[What you are asked to do] Please transcribe, exactly and only, the lines of the records below from the one holding "The satellite dish" to the very end.

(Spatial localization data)

=== Begin Enclosure ===

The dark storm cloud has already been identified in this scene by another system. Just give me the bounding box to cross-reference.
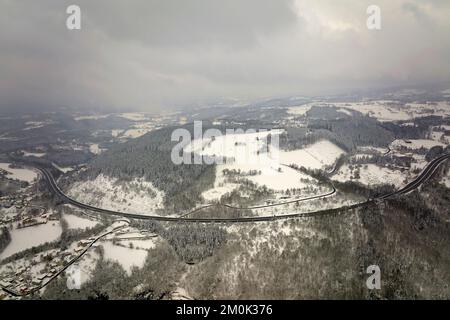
[83,0,298,47]
[1,0,450,112]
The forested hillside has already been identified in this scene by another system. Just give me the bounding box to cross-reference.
[71,125,215,212]
[280,109,396,152]
[181,170,450,299]
[41,170,450,300]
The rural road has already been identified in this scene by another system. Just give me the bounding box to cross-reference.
[1,220,130,297]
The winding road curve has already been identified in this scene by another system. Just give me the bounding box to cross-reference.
[2,153,447,298]
[35,153,450,223]
[2,153,448,298]
[179,181,336,218]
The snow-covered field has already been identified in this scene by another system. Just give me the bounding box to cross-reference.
[0,163,38,183]
[100,242,148,275]
[121,128,150,139]
[227,163,314,191]
[328,100,450,122]
[357,146,389,154]
[338,101,411,122]
[75,112,155,123]
[193,132,344,200]
[74,114,110,121]
[246,187,364,218]
[390,139,446,150]
[280,140,345,170]
[0,222,62,260]
[52,163,74,173]
[201,163,319,201]
[287,103,314,116]
[118,113,149,121]
[63,214,99,230]
[66,250,100,286]
[22,151,46,158]
[332,164,405,187]
[78,111,151,122]
[187,130,343,169]
[185,129,284,165]
[89,143,104,155]
[111,129,123,137]
[201,182,240,202]
[23,121,53,131]
[62,220,131,285]
[108,122,157,140]
[67,174,165,215]
[430,126,449,143]
[337,108,353,116]
[404,102,450,118]
[123,239,157,250]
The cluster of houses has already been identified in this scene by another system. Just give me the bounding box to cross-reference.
[16,210,59,229]
[0,221,136,298]
[0,194,31,211]
[0,195,60,230]
[0,201,59,228]
[1,252,65,295]
[0,237,97,296]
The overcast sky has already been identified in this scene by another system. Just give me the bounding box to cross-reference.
[1,0,450,112]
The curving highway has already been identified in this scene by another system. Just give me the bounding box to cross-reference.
[2,152,448,298]
[378,153,450,200]
[33,153,450,223]
[38,166,344,222]
[179,183,336,218]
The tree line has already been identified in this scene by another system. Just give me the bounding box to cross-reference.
[0,227,11,255]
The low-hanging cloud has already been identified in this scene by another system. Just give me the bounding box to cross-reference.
[1,0,450,112]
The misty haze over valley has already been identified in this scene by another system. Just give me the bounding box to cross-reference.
[1,1,450,301]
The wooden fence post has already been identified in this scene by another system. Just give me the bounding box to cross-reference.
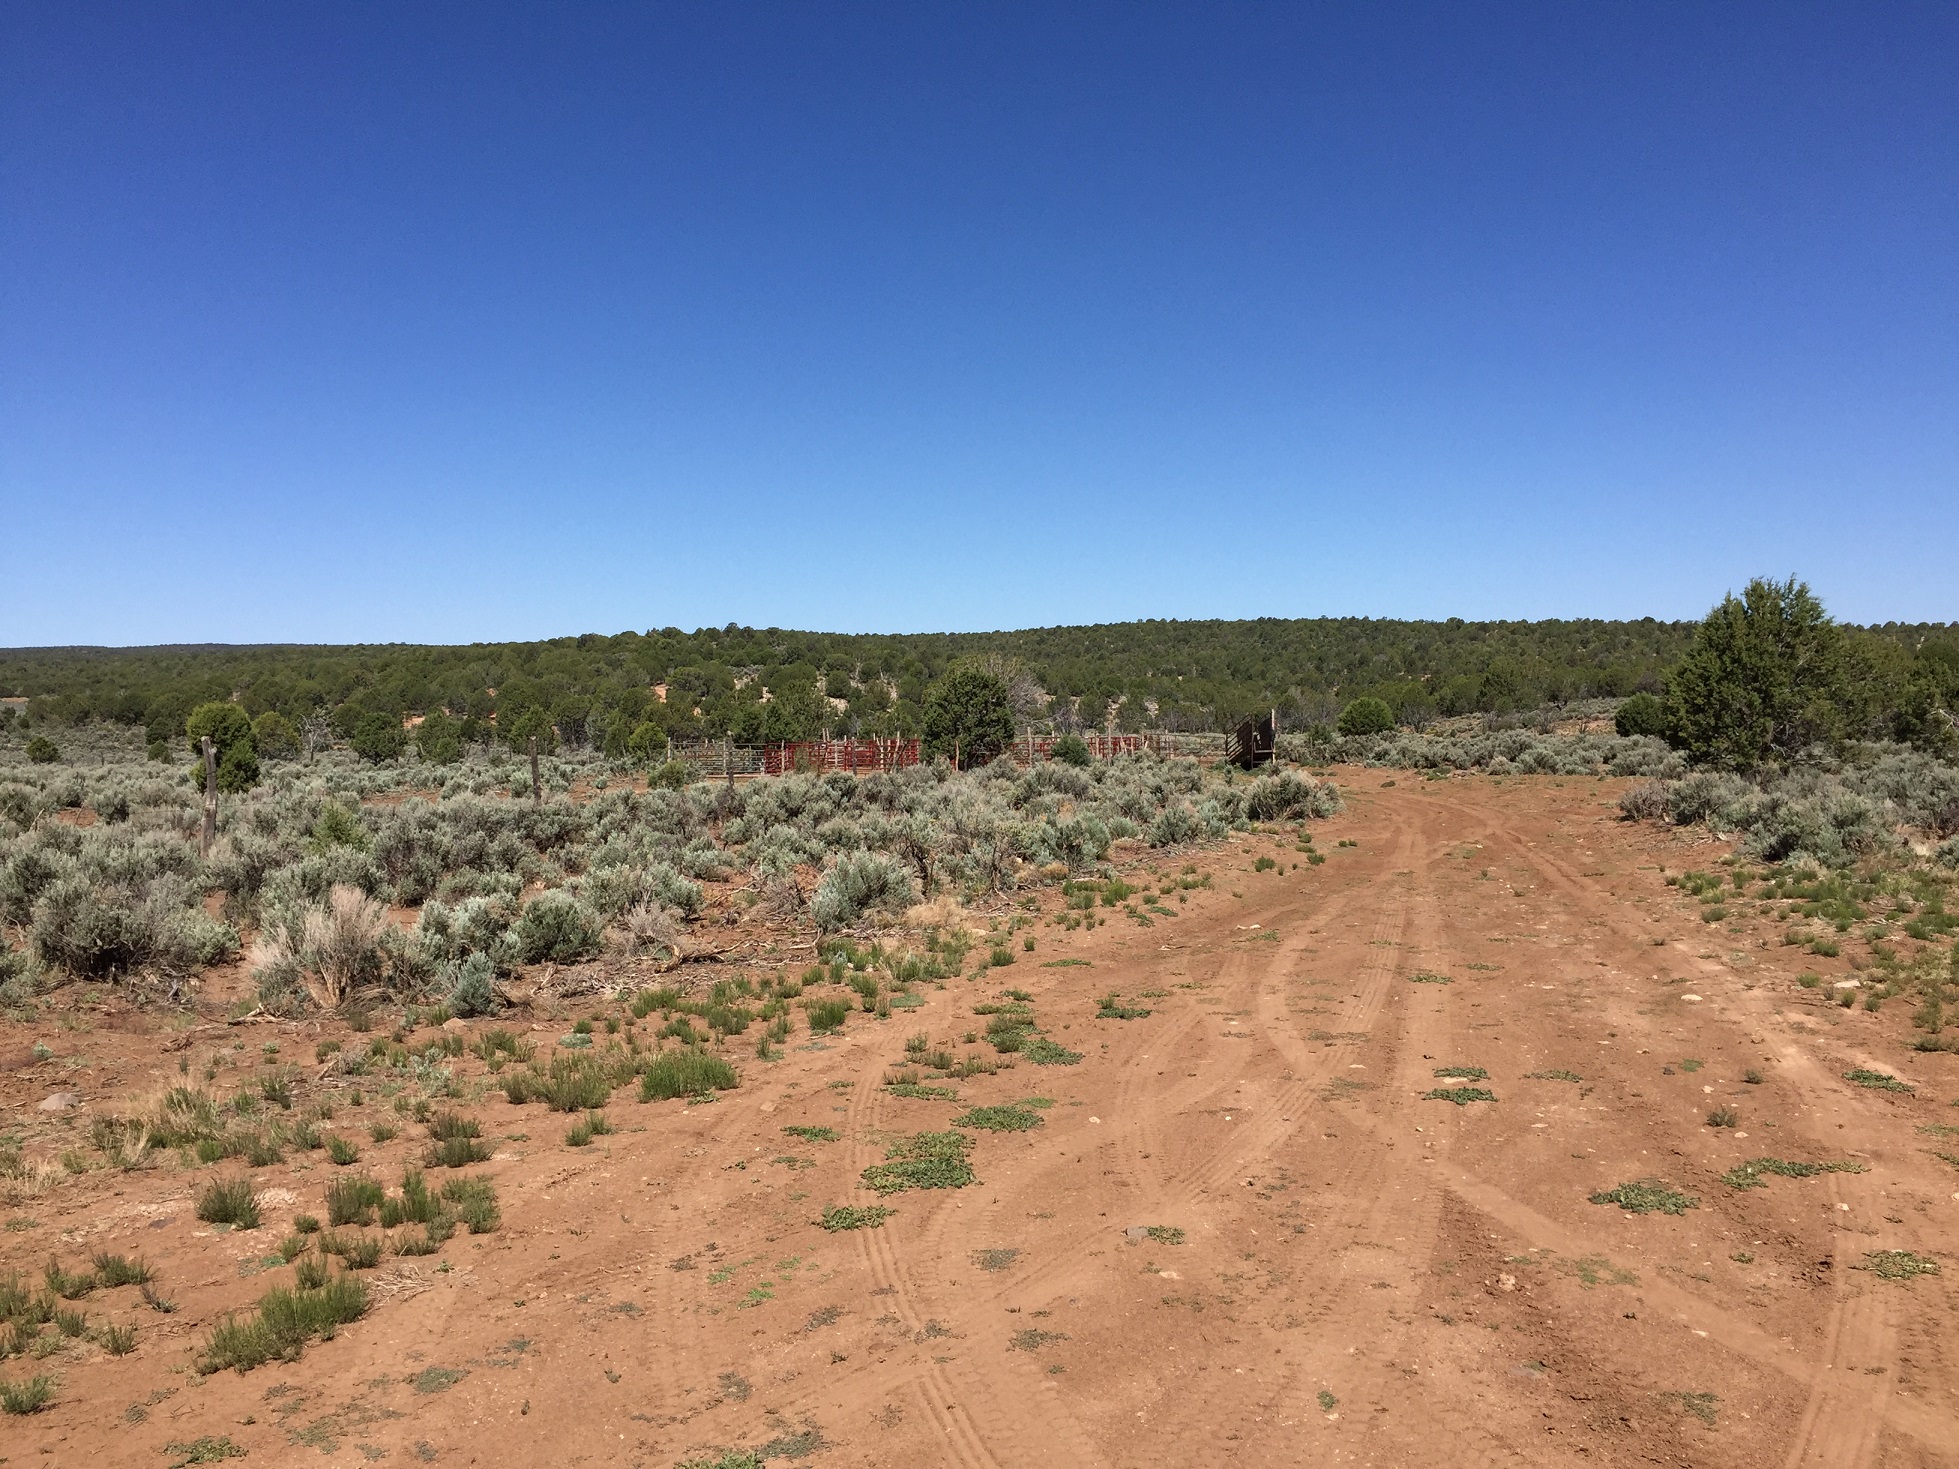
[199,737,217,857]
[725,734,734,788]
[529,736,541,806]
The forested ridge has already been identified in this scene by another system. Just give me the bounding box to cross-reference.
[2,614,1952,747]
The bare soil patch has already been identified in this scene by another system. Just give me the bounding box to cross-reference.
[5,772,1957,1466]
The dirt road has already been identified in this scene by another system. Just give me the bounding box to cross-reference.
[6,774,1957,1467]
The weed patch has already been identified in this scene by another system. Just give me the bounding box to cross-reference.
[1423,1087,1496,1105]
[195,1178,260,1229]
[197,1274,367,1373]
[952,1105,1043,1133]
[819,1205,891,1231]
[1590,1180,1697,1215]
[1845,1069,1914,1093]
[860,1132,975,1194]
[1854,1250,1939,1280]
[641,1049,738,1101]
[1721,1157,1866,1190]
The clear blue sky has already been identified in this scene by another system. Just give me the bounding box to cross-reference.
[3,3,1954,646]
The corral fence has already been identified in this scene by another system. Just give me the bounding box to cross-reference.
[762,738,922,775]
[663,729,1247,780]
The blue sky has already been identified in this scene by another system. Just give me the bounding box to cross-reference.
[3,3,1954,645]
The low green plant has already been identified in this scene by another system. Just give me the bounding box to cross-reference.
[1720,1157,1866,1190]
[324,1175,385,1227]
[818,1205,892,1232]
[427,1111,482,1141]
[1705,1106,1738,1128]
[952,1105,1043,1133]
[326,1136,360,1166]
[782,1126,839,1142]
[321,1232,381,1269]
[1844,1069,1913,1093]
[1022,1037,1083,1065]
[805,998,852,1034]
[860,1132,976,1194]
[1095,993,1151,1020]
[1423,1087,1496,1105]
[1854,1250,1940,1280]
[42,1260,94,1300]
[566,1111,614,1147]
[1590,1180,1697,1215]
[87,1251,153,1288]
[640,1049,738,1101]
[1432,1066,1487,1080]
[162,1436,246,1466]
[1525,1069,1581,1082]
[425,1135,491,1168]
[195,1178,260,1229]
[0,1374,55,1414]
[439,1175,500,1234]
[505,1053,621,1111]
[197,1274,367,1373]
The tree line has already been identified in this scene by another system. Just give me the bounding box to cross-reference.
[1,603,1952,770]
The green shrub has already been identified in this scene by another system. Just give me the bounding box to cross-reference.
[810,851,917,930]
[439,1175,500,1233]
[23,736,58,765]
[325,1175,385,1227]
[447,952,497,1017]
[1614,693,1668,739]
[1337,697,1394,736]
[197,1274,367,1373]
[196,1177,260,1229]
[425,1136,490,1168]
[252,711,300,758]
[349,713,406,762]
[1664,577,1860,769]
[185,702,256,784]
[922,663,1015,769]
[514,1053,619,1111]
[0,1374,55,1414]
[509,890,603,965]
[1051,734,1091,767]
[640,1049,738,1101]
[805,997,851,1034]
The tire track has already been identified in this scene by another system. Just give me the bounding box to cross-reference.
[1422,787,1936,1464]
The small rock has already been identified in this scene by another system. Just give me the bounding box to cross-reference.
[441,1018,467,1032]
[38,1092,81,1112]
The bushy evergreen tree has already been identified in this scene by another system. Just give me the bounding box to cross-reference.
[923,663,1015,769]
[1664,577,1857,769]
[1336,697,1394,736]
[1613,692,1668,739]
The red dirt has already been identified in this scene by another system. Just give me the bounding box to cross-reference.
[5,773,1958,1467]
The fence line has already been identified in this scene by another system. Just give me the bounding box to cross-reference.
[660,729,1242,779]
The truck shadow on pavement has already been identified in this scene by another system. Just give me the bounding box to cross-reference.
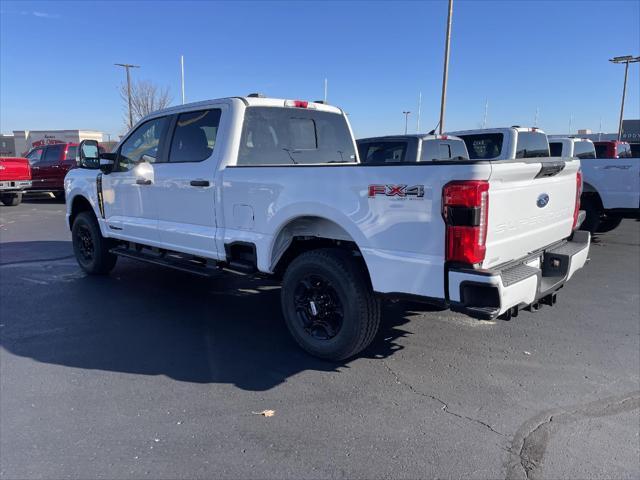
[0,241,431,391]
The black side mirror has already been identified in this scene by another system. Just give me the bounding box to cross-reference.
[78,140,101,169]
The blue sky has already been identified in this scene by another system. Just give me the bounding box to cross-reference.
[1,0,639,138]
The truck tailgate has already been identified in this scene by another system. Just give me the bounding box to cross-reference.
[483,159,579,269]
[0,157,31,181]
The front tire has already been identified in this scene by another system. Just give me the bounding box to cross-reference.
[0,193,22,206]
[72,211,117,275]
[281,248,381,361]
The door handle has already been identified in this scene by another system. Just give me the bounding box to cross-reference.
[190,180,210,187]
[136,178,152,185]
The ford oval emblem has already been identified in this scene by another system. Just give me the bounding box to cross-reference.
[537,193,550,208]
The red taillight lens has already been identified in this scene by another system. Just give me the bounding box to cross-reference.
[572,170,582,230]
[443,180,489,265]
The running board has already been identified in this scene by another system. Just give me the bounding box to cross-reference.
[110,246,220,277]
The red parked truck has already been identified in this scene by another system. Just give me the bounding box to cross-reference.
[25,143,78,199]
[593,140,634,159]
[0,157,32,206]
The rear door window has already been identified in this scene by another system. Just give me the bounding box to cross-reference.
[573,141,596,159]
[359,141,407,163]
[42,144,64,164]
[515,132,549,158]
[238,107,356,165]
[459,133,503,160]
[168,109,221,162]
[549,142,563,157]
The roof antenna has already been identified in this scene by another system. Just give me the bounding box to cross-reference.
[428,120,441,136]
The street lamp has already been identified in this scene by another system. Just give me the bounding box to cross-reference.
[115,63,140,129]
[438,0,454,134]
[609,55,640,141]
[403,111,411,134]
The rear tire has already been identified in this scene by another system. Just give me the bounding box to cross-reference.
[72,211,117,275]
[0,193,22,206]
[596,215,623,233]
[281,248,381,361]
[580,195,602,233]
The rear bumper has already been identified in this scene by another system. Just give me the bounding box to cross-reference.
[448,230,590,320]
[0,180,31,192]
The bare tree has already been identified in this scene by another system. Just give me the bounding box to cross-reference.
[119,79,172,129]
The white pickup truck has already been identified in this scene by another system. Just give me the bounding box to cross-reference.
[548,136,640,233]
[65,97,590,360]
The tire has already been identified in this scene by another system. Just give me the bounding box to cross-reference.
[0,193,22,206]
[281,248,381,361]
[580,195,602,233]
[72,211,117,275]
[596,215,623,233]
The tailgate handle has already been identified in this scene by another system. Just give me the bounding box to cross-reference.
[136,178,152,185]
[535,161,565,178]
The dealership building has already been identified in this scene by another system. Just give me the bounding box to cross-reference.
[7,130,104,156]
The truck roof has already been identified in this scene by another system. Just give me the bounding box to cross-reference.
[146,96,343,120]
[447,126,547,136]
[357,134,464,142]
[548,136,594,144]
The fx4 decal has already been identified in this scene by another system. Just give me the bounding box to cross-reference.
[368,184,425,198]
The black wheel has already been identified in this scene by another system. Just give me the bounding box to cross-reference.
[596,215,623,233]
[580,195,602,233]
[281,248,381,361]
[72,211,117,275]
[0,193,22,206]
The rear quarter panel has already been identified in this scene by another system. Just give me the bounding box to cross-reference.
[221,163,492,299]
[581,158,640,209]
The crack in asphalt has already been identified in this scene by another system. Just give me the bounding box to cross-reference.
[381,360,507,438]
[507,391,640,480]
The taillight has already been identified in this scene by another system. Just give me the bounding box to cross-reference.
[572,170,582,230]
[442,180,489,265]
[285,99,314,109]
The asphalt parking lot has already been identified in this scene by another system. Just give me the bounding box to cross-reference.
[1,198,639,480]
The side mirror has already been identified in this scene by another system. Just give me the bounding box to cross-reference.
[78,140,101,169]
[99,155,117,174]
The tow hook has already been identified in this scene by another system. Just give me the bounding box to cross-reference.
[540,292,557,307]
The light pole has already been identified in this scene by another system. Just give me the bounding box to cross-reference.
[403,111,411,134]
[115,63,140,129]
[438,0,453,134]
[609,55,639,141]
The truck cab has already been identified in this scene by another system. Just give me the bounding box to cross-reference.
[447,126,550,160]
[357,134,469,163]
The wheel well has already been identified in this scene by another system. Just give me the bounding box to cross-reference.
[69,196,94,230]
[270,216,370,280]
[581,187,603,210]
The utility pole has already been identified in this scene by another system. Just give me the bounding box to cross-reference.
[416,91,422,133]
[403,111,411,134]
[482,98,488,128]
[438,0,453,134]
[115,63,140,129]
[569,114,573,135]
[181,55,186,105]
[534,106,539,127]
[609,55,639,141]
[324,78,328,103]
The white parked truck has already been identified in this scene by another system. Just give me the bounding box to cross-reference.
[65,97,590,360]
[547,136,639,233]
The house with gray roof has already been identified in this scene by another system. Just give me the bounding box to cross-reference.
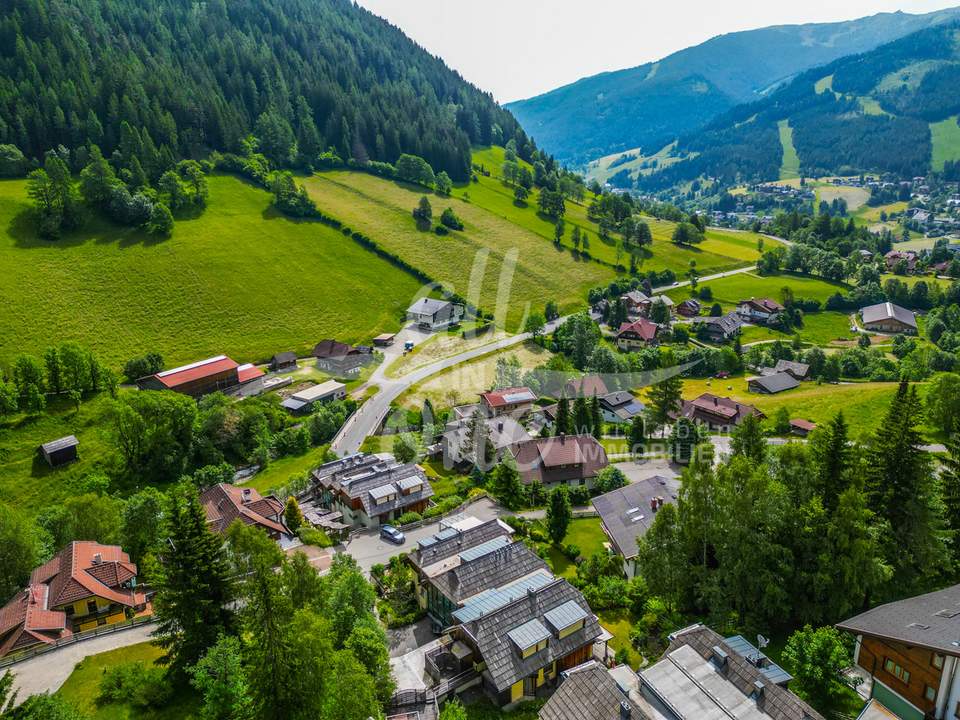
[306,453,434,527]
[638,624,824,720]
[693,312,743,343]
[406,297,464,330]
[836,583,960,720]
[860,302,917,335]
[748,372,800,395]
[540,661,655,720]
[440,414,531,467]
[592,475,680,577]
[599,391,646,425]
[773,360,810,380]
[451,577,604,706]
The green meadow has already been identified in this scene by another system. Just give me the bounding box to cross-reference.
[0,175,421,369]
[778,120,801,180]
[931,116,960,171]
[739,311,855,346]
[669,272,849,308]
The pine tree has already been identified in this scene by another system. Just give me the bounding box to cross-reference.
[648,352,683,436]
[555,396,571,435]
[730,413,765,465]
[283,496,303,533]
[546,485,572,545]
[153,483,234,678]
[590,396,603,439]
[628,415,645,456]
[940,420,960,562]
[573,396,590,435]
[811,411,850,511]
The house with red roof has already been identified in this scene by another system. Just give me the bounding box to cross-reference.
[201,483,290,540]
[137,355,241,397]
[675,393,765,431]
[563,376,609,399]
[508,434,609,489]
[0,542,147,657]
[736,297,784,326]
[615,318,660,351]
[480,387,537,418]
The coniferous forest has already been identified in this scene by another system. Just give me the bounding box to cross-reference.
[0,0,529,181]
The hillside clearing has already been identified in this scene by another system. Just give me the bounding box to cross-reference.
[778,120,801,180]
[817,185,870,212]
[931,116,960,171]
[670,272,849,308]
[0,175,421,368]
[740,311,854,346]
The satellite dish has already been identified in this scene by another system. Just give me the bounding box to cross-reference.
[757,634,769,650]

=== End Enclosure ===

[Written reply]
The satellite dish has already been identified in this scene by another system. Just give me the bounding box to cross-reference.
[757,634,769,650]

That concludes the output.